GIVEN TEXT:
Hi,
   I have done a few benchmarks which may be of some use.

TEST SETUP.
----------------------------------------------------------------------
machine A:
600Mhz PIII, ~650MB RAM, Windows 2000 professional, 3Com 3c905B running
half duplex.

GW:
1.133GHz, 512MB RAM, 2.4.18rc2aa2, iptables 1.2.5, intel 100MB running
half duplex, and 1000MB ns83820 running full duplex.

machine B:
dual PII 450, 1GB RAM, Linux 2.4.18rc2aa2, 1000MB ns83820 running full
duplex.

Network diagram:  A----GW----B  :-)
----------------------------------------------------------------------

TEST 1.
----------------------------------------------------------------------
The results I got with ttcp are (the average of 3 test):
1 Rule in FORWARD chain ( -s internalnets -j ACCEPT)
B -> A = 7820 KB/sec
A -> B = 10141 KB/sec

101 Rules
B -> A = 7836 KB/sec
A -> B = 9591 KB/sec

201 Rules
B -> A = 7894 KB/sec
A -> B = 9963 KB/sec

Chains based on protocol
100 Rules in TESTING chain.
B -> A 7786 KB/sec
A -> B 9541 KB/sec

Chains based on interface.
100 Rules in TESTING chain.
B -> A 7852 KB/sec
A -> B 9695 KB/sec
----------------------------------------------------------------------

TEST 2:
----------------------------------------------------------------------
Using ttcp from machine B to ttcp running on GW.
GW<-B

OUTPUT has no rules and has default policy of accept.

3 RULES (a couple of reject rules and -i gigacard -j ACCEPT)
46536KB/sec (average of 3)

2003 RULES. (50% -A INPUT -p tcp -s  1.1.1.1 -d 2.2.2.2 -m state --state
NEW -j DROP" 50% -p udp -s 1.1.1.1 -d 2.2.2.2 -m state --state NEW -j
DROP)
12722KB/sec (average of 3)

3003 RULES (same as above)
5038KB/sec (average of 3)
----------------------------------------------------------------------

You can do optimisation of the rules, splitting rules with parts in
common into chains, ie source, protocol, interface etc, so that a packet
doesn't have to pass as many rules.

For example with the 3000 udp/tcp rules above when split into two chains
(-A INPUT -p udp -j UDP_CHAIN, & _A INPUT -p tcp -j TCP_CHAIN) each with
1500 rules each, the ttcp benchmark gives ~24433KB/sec.

Also organising the rules so that you have a rule:
$IPTABLES -A INPUT/FORWARD -m state --state ESTABLISHED,RELATED -j
ACCEPT  as early as possible.

For example with a setup like the 3003 rule test above
[Reject rule 1]
[Reject rule 2]
-A INPUT -m state --state ESTABLISHED,RELATED -j ACCEPT
[Test Rule 1]
[Test Rule 2]
[Test Rule 3]
...

WHAT YOU HAVE TO DO: In the iptables benchmark text, what throughput did ttcp from machine B to GW reach with 3003 rules? The records come from a separate source, unrelated to the text.

DATA SHOWN:

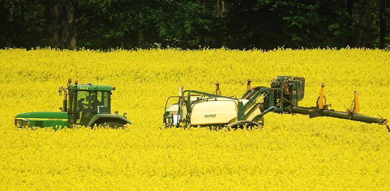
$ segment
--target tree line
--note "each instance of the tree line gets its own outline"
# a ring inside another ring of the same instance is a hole
[[[390,0],[0,0],[0,48],[390,46]]]

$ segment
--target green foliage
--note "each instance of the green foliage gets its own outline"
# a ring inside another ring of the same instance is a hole
[[[94,49],[375,48],[379,11],[374,0],[1,1],[0,47],[66,48],[74,27],[77,46]]]

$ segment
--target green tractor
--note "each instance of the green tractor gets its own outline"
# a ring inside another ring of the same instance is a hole
[[[63,91],[64,100],[61,112],[29,112],[18,114],[15,118],[18,128],[59,127],[72,127],[73,125],[93,127],[109,125],[111,127],[123,127],[131,122],[126,117],[118,115],[118,111],[111,113],[111,91],[115,87],[107,85],[79,84],[77,80],[71,84],[68,80],[66,88],[58,88],[60,96]]]

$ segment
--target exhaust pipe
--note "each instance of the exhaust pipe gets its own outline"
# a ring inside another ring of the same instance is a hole
[[[220,84],[221,83],[218,81],[215,82],[215,91],[214,92],[214,94],[216,95],[221,96],[221,90],[219,90],[219,84]]]

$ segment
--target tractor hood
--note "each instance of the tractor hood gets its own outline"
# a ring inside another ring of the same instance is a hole
[[[17,115],[16,118],[31,119],[68,119],[67,112],[38,112],[20,113]]]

FULL SOLUTION: 5038KB/sec, the average of three runs.